### WORK REQUIRED
Pull each line holding the word "deep" from the data.

Items from a data source:

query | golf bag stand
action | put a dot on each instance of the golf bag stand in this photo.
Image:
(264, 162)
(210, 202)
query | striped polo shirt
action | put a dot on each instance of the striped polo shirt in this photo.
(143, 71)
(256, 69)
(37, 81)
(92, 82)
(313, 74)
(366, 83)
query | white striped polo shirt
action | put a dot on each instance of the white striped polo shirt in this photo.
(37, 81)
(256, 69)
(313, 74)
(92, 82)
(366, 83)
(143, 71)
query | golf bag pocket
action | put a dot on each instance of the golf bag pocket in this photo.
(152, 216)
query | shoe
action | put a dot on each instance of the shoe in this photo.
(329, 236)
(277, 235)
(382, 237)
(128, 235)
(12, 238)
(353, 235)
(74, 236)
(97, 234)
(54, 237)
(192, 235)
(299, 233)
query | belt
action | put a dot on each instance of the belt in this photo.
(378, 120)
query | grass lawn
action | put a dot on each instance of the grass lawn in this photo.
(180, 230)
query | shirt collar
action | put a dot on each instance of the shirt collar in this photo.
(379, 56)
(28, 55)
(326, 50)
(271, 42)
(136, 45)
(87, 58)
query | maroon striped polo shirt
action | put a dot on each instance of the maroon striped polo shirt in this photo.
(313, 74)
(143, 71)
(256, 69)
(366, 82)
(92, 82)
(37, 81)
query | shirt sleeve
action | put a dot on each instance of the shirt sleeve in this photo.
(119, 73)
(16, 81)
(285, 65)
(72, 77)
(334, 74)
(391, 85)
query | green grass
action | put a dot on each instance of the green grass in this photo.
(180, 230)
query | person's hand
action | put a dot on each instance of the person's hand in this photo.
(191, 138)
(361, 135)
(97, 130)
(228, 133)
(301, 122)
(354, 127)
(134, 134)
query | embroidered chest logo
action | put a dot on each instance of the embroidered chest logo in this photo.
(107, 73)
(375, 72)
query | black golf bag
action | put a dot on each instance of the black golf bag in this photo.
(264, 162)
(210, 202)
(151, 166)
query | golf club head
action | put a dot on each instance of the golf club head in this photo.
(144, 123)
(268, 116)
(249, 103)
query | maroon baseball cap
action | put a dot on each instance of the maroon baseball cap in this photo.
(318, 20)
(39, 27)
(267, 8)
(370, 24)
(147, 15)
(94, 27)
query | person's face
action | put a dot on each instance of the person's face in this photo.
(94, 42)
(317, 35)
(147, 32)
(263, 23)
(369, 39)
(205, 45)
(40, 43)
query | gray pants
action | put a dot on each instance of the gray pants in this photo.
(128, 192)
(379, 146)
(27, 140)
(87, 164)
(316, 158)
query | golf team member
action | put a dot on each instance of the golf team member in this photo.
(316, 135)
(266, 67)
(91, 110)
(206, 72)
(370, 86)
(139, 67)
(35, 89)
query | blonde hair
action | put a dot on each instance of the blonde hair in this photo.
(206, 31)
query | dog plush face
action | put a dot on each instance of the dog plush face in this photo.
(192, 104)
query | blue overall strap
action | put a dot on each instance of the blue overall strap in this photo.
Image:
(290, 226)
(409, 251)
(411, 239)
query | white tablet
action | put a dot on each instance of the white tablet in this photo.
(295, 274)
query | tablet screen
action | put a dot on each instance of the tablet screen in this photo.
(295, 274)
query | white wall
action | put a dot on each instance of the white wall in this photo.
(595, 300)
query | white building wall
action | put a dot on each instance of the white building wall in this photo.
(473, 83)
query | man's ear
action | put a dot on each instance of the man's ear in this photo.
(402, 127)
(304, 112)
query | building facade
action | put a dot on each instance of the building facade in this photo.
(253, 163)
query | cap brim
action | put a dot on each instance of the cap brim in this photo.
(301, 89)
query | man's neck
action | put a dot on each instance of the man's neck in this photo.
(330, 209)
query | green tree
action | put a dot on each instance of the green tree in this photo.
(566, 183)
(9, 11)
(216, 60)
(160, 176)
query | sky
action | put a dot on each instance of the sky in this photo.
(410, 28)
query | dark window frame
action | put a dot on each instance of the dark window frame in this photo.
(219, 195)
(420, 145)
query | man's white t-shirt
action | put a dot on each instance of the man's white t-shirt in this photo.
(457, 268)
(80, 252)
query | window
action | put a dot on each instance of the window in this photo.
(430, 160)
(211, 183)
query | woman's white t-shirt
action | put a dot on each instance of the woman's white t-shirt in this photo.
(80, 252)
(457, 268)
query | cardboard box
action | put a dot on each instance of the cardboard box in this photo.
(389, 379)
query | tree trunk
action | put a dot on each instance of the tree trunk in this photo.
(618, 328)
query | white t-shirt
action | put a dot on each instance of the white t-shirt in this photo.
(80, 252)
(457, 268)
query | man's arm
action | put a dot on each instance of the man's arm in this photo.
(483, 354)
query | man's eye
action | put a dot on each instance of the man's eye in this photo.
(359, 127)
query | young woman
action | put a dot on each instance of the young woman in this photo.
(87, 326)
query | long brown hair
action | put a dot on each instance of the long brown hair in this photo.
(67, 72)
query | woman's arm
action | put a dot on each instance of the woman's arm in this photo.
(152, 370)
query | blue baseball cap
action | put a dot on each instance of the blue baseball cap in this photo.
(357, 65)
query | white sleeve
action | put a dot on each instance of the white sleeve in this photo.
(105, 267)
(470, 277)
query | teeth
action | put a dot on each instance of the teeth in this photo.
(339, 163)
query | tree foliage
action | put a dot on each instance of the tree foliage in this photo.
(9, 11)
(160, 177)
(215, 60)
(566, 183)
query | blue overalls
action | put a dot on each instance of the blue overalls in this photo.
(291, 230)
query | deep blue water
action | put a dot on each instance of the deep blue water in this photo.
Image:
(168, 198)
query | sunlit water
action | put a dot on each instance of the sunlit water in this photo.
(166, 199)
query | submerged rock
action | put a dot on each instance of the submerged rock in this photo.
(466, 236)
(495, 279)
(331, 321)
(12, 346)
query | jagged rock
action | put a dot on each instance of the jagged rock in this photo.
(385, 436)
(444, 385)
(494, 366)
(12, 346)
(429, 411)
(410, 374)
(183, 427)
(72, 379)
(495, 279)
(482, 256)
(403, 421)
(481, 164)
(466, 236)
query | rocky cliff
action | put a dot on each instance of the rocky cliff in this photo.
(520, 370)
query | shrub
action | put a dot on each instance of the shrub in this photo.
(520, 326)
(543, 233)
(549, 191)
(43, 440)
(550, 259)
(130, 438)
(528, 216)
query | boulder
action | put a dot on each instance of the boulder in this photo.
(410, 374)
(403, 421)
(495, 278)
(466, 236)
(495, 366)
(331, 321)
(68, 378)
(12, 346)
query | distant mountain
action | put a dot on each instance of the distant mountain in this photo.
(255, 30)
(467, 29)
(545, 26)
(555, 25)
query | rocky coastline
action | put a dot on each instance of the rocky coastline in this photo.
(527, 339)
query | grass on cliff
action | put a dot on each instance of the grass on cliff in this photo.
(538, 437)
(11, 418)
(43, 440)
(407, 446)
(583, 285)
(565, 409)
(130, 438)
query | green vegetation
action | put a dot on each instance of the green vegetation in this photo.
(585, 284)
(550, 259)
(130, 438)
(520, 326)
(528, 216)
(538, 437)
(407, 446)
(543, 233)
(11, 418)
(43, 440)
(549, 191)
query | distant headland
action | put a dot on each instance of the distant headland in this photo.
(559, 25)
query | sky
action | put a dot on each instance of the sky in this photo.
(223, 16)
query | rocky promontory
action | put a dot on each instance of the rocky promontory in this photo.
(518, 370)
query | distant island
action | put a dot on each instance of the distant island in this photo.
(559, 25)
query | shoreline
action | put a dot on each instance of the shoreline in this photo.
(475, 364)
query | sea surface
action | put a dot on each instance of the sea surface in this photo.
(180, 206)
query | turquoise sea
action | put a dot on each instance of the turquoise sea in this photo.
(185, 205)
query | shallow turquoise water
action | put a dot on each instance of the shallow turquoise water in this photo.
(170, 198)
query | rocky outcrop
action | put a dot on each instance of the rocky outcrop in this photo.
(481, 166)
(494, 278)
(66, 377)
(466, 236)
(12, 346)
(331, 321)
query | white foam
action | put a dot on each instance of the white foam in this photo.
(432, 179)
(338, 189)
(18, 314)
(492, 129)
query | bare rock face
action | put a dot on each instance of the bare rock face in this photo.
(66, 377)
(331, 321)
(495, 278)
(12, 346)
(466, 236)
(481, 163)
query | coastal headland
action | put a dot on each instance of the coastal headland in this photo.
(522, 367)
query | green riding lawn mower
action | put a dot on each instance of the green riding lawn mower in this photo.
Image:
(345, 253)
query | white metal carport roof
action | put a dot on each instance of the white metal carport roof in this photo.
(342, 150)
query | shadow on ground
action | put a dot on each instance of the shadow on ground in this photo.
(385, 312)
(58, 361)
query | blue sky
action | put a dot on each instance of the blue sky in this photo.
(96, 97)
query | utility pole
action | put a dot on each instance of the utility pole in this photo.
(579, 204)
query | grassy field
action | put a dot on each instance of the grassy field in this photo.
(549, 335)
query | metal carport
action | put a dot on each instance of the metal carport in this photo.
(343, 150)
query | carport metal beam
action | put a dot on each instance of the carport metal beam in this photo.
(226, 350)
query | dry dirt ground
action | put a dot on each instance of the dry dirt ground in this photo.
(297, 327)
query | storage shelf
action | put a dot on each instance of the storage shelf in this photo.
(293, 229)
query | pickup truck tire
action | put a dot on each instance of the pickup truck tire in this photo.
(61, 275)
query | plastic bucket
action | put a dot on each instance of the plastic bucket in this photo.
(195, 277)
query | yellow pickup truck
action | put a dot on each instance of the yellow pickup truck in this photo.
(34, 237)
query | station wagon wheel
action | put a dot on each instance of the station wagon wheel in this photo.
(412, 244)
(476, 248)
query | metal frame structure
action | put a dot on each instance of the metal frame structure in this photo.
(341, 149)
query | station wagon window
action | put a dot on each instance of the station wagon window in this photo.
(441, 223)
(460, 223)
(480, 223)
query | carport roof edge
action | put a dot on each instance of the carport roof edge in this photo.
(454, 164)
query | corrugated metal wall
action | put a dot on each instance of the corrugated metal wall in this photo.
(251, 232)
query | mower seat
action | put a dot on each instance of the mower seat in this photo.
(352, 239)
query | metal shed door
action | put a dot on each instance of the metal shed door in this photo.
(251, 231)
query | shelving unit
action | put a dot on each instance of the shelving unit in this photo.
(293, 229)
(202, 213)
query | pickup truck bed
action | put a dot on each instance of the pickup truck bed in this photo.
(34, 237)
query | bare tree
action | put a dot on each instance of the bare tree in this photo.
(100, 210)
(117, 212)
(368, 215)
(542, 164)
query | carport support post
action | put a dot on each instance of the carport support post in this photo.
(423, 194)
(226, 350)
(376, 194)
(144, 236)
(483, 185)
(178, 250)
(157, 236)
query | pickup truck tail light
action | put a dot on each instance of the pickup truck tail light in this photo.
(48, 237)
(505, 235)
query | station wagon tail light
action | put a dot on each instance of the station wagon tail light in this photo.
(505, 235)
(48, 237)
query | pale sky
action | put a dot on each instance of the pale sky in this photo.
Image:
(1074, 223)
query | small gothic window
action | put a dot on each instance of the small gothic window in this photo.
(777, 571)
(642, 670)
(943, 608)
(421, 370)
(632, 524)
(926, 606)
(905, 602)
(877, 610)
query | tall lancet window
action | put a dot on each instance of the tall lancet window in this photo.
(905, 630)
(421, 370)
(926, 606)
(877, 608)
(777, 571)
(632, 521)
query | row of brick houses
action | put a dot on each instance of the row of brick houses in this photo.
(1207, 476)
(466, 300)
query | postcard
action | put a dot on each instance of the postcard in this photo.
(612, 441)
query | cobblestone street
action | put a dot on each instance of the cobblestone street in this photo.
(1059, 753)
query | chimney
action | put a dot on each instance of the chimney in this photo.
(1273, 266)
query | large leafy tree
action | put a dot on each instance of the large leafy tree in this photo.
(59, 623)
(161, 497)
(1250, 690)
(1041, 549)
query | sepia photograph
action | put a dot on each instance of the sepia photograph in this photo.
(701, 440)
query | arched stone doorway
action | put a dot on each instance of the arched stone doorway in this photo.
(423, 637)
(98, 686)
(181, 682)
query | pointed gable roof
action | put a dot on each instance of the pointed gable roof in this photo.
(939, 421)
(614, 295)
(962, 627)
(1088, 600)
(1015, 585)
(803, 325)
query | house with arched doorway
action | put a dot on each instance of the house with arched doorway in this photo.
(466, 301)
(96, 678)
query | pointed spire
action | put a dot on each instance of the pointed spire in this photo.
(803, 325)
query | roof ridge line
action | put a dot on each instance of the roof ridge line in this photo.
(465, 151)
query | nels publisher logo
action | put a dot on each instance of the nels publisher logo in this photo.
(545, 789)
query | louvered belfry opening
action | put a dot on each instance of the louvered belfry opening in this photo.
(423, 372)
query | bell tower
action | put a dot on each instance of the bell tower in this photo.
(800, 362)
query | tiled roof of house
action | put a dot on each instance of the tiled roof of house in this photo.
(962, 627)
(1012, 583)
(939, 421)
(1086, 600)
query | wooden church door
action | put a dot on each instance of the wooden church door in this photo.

### RESULT OF THE EXERCISE
query | deep blue water
action | put a dot on each instance of the deep blue water in this photo.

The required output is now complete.